Required work: Transcribe precisely those lines of the listing that fall between the line containing "Place a point on every instance of the referee in" and the last line, inclusive of both.
# START OF Input rows
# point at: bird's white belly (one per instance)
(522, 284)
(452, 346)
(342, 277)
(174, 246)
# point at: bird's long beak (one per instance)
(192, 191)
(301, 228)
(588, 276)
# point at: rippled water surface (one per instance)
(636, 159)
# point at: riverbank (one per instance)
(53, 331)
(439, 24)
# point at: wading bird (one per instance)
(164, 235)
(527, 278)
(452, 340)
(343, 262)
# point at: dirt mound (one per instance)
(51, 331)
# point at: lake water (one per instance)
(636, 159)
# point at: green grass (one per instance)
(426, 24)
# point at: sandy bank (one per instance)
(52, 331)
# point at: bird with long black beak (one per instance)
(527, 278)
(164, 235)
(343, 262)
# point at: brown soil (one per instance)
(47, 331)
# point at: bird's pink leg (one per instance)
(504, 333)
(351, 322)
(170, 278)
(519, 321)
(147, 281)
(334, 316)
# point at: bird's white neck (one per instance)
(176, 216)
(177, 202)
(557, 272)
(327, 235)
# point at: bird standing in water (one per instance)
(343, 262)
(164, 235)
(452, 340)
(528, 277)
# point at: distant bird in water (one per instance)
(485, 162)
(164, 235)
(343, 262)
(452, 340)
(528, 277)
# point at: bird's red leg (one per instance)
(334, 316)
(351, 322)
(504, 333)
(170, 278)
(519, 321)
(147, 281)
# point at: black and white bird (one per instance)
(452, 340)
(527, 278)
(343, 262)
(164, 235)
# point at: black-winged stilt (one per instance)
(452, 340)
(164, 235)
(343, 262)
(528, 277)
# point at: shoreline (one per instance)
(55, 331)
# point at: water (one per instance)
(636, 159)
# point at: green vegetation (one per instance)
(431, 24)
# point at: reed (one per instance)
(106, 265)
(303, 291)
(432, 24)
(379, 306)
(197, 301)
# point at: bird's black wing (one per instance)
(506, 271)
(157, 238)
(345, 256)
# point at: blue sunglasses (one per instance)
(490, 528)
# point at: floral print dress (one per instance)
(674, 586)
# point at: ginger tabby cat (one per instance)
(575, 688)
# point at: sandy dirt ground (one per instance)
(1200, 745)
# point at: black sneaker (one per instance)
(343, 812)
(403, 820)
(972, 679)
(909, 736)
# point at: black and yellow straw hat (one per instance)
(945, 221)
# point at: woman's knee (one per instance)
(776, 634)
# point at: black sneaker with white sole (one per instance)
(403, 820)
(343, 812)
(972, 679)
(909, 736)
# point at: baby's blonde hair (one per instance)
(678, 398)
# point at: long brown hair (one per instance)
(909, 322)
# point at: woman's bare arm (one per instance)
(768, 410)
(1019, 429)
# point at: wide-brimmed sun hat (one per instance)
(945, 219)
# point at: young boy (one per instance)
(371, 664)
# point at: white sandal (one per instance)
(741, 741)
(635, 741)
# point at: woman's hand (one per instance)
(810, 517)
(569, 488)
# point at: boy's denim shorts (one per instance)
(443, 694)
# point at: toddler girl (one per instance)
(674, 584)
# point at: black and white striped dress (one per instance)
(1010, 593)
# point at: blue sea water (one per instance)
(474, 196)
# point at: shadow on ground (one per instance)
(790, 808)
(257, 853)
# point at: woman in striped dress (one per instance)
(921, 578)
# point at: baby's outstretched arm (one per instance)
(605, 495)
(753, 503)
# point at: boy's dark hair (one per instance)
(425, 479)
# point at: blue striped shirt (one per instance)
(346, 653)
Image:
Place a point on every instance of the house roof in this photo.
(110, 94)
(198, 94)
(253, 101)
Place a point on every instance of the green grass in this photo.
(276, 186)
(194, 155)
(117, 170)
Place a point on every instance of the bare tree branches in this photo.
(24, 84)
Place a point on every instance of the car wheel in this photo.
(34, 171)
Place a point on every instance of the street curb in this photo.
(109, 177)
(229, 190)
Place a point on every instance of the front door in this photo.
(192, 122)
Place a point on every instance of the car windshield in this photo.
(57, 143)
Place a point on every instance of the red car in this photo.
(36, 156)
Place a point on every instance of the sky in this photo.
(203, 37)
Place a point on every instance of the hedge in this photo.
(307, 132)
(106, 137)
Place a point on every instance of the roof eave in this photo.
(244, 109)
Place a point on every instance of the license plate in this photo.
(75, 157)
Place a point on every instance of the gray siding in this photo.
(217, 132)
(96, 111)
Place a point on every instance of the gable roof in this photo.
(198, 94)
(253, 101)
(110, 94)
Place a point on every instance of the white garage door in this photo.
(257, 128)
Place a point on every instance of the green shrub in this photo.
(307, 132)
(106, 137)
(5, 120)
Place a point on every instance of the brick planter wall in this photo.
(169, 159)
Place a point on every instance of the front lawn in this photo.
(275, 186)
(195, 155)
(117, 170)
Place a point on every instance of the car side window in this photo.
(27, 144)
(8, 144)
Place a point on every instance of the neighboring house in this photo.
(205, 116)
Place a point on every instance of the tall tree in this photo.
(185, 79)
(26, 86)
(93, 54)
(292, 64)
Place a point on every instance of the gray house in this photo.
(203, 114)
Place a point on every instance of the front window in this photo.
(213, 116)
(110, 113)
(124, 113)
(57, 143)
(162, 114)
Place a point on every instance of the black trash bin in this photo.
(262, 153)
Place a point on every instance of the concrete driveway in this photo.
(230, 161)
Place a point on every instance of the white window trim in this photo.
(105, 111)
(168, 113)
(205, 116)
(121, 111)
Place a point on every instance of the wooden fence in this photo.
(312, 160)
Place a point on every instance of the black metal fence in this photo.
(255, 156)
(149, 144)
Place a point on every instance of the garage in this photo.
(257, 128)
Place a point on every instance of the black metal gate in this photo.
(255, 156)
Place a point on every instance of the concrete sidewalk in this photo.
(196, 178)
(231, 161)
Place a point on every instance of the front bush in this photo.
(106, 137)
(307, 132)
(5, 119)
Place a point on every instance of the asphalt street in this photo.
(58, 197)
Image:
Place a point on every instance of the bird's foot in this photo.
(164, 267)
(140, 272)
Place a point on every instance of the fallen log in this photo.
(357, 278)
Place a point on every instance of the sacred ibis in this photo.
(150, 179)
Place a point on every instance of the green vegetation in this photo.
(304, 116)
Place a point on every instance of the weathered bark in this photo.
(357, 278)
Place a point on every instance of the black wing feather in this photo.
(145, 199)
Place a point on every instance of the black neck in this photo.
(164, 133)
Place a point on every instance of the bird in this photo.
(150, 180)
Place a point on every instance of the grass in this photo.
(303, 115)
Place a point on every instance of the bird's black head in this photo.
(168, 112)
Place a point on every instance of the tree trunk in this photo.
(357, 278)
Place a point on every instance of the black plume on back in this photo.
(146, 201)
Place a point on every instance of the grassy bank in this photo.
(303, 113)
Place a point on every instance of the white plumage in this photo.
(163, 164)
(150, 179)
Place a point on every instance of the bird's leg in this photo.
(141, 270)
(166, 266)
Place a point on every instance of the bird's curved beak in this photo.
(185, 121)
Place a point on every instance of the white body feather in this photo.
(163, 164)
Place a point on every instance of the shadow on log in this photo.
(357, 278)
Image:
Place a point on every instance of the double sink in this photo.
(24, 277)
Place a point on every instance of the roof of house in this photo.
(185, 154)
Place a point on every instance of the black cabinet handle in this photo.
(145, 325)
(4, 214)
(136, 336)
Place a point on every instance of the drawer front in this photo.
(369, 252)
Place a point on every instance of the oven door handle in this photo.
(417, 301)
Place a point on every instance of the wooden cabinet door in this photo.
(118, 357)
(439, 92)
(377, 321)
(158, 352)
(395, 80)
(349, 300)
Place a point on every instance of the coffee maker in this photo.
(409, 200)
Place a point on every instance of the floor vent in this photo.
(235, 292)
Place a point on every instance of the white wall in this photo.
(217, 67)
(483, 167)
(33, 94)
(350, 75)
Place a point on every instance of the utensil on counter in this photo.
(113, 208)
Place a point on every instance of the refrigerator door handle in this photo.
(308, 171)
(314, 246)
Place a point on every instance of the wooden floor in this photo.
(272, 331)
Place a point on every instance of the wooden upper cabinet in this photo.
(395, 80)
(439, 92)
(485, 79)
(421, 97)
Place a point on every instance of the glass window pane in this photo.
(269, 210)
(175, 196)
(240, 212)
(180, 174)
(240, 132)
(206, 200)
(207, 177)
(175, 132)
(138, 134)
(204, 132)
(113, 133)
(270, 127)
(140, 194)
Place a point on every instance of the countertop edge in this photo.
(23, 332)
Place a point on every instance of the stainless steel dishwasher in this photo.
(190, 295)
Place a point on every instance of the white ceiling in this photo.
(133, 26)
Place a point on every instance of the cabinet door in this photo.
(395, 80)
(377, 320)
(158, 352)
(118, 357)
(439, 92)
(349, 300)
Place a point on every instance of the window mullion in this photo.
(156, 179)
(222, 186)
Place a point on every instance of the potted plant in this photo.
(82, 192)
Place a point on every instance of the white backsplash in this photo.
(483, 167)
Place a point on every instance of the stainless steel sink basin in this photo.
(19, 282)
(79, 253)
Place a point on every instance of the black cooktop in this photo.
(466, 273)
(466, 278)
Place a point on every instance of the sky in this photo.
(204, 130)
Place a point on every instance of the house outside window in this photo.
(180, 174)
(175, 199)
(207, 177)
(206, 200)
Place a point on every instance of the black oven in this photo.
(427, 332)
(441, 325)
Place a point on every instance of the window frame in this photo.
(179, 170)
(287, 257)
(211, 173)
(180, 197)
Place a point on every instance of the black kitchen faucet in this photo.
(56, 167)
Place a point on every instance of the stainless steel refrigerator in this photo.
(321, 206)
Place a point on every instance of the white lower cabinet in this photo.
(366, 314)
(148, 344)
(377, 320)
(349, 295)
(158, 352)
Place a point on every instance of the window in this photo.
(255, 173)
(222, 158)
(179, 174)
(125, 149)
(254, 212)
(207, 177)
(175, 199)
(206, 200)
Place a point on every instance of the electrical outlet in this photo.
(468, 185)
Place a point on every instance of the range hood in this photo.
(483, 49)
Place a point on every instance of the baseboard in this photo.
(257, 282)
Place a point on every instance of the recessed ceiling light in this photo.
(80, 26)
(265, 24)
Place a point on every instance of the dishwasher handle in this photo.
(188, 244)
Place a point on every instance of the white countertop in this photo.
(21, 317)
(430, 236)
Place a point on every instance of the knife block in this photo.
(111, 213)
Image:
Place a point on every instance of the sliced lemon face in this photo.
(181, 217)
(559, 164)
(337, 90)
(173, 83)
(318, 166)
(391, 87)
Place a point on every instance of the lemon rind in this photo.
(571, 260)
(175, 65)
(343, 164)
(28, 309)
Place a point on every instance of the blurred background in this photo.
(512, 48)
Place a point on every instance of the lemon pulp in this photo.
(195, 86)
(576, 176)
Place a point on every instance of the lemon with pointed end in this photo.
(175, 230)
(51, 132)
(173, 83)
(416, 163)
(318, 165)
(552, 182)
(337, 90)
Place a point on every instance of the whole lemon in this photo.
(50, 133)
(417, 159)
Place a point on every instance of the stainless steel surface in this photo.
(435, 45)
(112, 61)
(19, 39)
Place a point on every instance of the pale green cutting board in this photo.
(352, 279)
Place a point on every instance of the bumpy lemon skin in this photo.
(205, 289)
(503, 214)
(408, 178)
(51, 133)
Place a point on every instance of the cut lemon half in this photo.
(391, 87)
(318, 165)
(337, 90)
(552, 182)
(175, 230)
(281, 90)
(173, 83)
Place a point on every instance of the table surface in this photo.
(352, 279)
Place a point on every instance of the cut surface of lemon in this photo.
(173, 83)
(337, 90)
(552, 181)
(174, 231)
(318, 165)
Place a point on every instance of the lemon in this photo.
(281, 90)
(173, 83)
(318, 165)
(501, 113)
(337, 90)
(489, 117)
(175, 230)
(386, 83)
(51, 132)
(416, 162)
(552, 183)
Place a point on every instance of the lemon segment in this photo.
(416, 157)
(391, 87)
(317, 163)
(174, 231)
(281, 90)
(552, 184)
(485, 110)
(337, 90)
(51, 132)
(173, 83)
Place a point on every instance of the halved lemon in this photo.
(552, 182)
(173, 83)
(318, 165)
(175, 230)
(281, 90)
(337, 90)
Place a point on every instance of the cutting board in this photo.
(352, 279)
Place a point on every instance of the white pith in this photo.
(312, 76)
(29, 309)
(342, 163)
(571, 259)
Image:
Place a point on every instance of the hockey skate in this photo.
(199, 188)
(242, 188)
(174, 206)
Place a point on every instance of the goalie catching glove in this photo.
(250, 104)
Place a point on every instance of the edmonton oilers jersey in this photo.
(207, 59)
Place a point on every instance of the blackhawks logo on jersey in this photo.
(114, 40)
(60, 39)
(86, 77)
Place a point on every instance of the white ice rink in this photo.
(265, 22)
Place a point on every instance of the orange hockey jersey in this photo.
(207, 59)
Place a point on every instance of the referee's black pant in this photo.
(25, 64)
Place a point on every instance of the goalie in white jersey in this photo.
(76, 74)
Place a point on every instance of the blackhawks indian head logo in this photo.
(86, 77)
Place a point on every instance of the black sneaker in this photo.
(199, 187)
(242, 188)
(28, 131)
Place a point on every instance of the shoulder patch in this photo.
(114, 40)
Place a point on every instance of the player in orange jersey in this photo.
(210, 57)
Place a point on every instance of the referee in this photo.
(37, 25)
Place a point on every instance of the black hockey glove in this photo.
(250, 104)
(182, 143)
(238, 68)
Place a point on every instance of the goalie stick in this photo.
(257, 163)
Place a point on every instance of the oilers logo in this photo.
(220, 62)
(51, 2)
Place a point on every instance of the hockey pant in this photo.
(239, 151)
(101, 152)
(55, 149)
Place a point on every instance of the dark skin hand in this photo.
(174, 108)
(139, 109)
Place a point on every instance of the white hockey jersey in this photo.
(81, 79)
# END OF Input rows
Answer below:
Place a point on every instance of the referee in this photo.
(37, 25)
Place a point on every instance of the black hockey glove in this photo.
(250, 104)
(182, 143)
(238, 68)
Place a point on every instance of the goalie stick in this photo.
(257, 163)
Place a point on every instance of the oilers logo in this photo.
(220, 62)
(51, 2)
Place a point on every instance of the hockey pant in this photo.
(239, 151)
(101, 152)
(55, 149)
Place a point on every instance of the dark skin hand in this photo.
(174, 108)
(139, 109)
Place a point on every instance of the white hockey jersey in this photo.
(81, 79)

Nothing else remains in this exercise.